▶ [WRITTEN TASK] Write out each of the lines below word for word, without changing anything.

▶ [GIVEN DATA]
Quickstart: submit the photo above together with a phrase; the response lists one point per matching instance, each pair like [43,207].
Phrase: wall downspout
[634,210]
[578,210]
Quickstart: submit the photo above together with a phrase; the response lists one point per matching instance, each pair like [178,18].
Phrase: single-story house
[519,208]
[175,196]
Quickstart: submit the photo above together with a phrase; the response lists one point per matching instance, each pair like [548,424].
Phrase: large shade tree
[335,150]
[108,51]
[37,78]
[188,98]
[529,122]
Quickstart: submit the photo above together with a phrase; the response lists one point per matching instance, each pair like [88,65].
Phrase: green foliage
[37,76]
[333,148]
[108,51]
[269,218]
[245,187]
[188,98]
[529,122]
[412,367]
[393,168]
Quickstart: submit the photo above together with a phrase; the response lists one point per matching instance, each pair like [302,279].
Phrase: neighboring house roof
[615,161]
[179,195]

▶ [WRITTEN RESPONSE]
Quickstart: submit the photo above together with a phrase; the response lists one point per matching instance, each pair like [43,207].
Phrase: wall downspout
[634,210]
[578,210]
Quickstart: submit the photo above together with a phrase; the response lists one point per matching instance, each pair like [178,18].
Phrase: single-story house
[519,208]
[175,196]
Quickstart: submit the photo above together with a phrase; the response lists one point per matching instance, each pair like [548,424].
Phrase: large shade tree
[335,150]
[108,51]
[37,78]
[188,98]
[529,122]
Quickstart: submit the photo above together with a phrase; the response lists one point per matching instance, each pair like [88,65].
Phrase: green foliage
[37,76]
[333,148]
[108,51]
[269,218]
[245,187]
[188,98]
[529,122]
[412,367]
[393,168]
Quickstart: submit the photo above together with a phrase; the response lists one point per matching instance, each pair like [302,279].
Phrase: neighboring house roof
[615,161]
[179,195]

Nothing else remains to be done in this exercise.